>>>>
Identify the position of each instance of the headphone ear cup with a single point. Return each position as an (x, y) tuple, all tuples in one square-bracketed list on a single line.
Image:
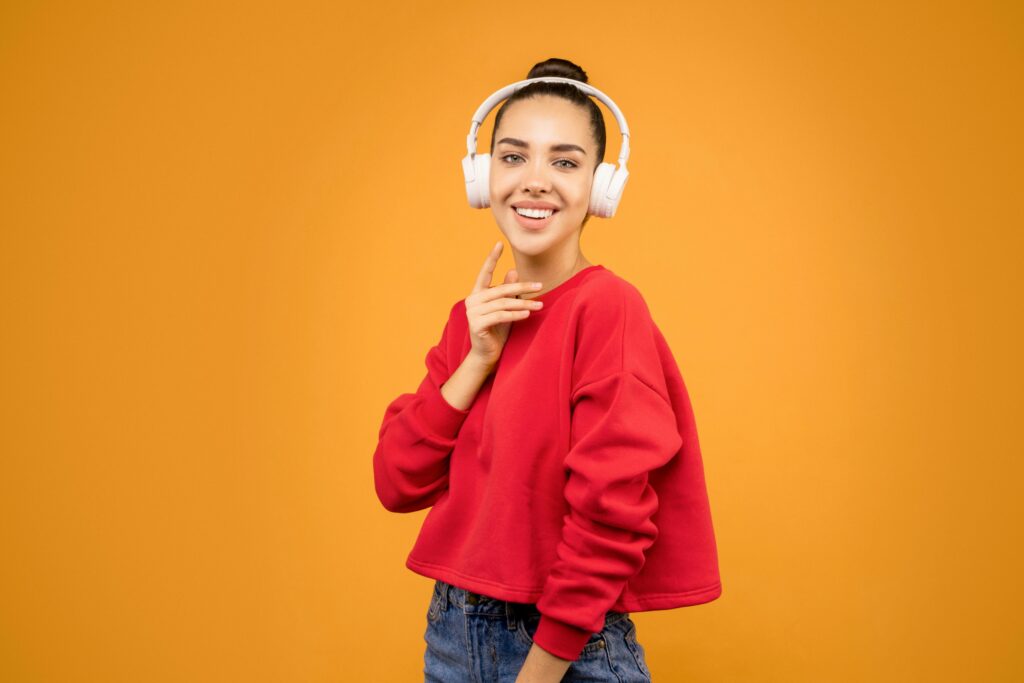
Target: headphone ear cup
[(599, 203), (476, 169)]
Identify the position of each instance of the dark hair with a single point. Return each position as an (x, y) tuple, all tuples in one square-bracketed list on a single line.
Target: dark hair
[(562, 69)]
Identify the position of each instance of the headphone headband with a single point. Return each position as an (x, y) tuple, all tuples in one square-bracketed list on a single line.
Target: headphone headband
[(509, 90)]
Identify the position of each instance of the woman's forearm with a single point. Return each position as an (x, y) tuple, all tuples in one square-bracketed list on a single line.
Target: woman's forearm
[(465, 383)]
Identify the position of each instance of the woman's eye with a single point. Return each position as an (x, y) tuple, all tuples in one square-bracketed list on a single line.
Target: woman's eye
[(570, 163)]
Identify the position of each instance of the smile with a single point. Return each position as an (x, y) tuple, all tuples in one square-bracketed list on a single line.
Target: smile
[(534, 219)]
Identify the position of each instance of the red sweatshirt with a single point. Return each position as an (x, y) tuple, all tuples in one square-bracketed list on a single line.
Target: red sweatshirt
[(573, 480)]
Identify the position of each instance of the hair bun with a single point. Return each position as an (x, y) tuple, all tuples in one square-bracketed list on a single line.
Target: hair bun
[(558, 68)]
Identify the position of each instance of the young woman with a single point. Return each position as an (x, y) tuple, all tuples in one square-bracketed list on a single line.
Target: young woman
[(553, 437)]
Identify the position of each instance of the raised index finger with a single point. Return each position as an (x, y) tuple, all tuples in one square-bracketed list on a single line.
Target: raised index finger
[(487, 271)]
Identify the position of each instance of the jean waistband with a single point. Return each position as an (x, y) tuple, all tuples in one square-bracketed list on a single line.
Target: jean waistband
[(478, 603)]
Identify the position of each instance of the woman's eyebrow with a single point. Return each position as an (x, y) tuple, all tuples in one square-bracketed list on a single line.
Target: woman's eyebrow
[(564, 146)]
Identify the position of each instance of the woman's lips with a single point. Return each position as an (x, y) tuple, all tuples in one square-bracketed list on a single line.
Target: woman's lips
[(534, 223)]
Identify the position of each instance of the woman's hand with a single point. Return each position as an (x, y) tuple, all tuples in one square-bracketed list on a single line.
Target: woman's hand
[(493, 309)]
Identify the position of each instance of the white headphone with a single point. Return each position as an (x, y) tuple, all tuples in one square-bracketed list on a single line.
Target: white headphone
[(608, 181)]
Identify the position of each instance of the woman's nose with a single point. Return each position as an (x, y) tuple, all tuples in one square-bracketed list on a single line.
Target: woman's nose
[(536, 179)]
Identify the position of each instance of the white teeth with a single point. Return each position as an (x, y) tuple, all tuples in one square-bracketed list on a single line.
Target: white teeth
[(535, 213)]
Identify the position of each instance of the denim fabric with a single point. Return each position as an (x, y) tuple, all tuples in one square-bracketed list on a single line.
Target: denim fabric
[(477, 639)]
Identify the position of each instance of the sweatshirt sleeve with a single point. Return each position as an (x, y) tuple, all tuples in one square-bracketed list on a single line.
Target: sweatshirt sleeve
[(417, 436), (622, 428)]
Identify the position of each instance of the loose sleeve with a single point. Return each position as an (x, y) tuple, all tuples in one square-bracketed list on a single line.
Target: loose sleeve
[(417, 436), (622, 428)]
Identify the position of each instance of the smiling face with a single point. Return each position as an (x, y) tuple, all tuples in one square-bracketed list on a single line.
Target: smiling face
[(545, 155)]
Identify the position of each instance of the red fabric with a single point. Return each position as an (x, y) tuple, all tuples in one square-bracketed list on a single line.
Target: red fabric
[(574, 480)]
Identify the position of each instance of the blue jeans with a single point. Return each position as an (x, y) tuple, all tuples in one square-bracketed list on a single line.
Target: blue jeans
[(473, 638)]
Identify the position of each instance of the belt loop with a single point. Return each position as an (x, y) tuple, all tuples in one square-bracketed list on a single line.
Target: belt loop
[(510, 615)]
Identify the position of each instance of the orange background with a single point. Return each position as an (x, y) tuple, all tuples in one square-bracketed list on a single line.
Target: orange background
[(230, 231)]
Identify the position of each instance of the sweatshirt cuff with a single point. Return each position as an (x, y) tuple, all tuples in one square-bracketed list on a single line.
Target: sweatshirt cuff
[(561, 639), (440, 417)]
<<<<
Reproduce word for word the stretch of data from the line containing "Identify the position of each instance of the dark" through the line containing "[(562, 69)]", including both of those lines.

Identify the position of each instance of the dark hair with a single point. Return each position as an (x, y) tuple, all tuples in one square-bracketed list on a single line.
Target: dark hair
[(562, 69)]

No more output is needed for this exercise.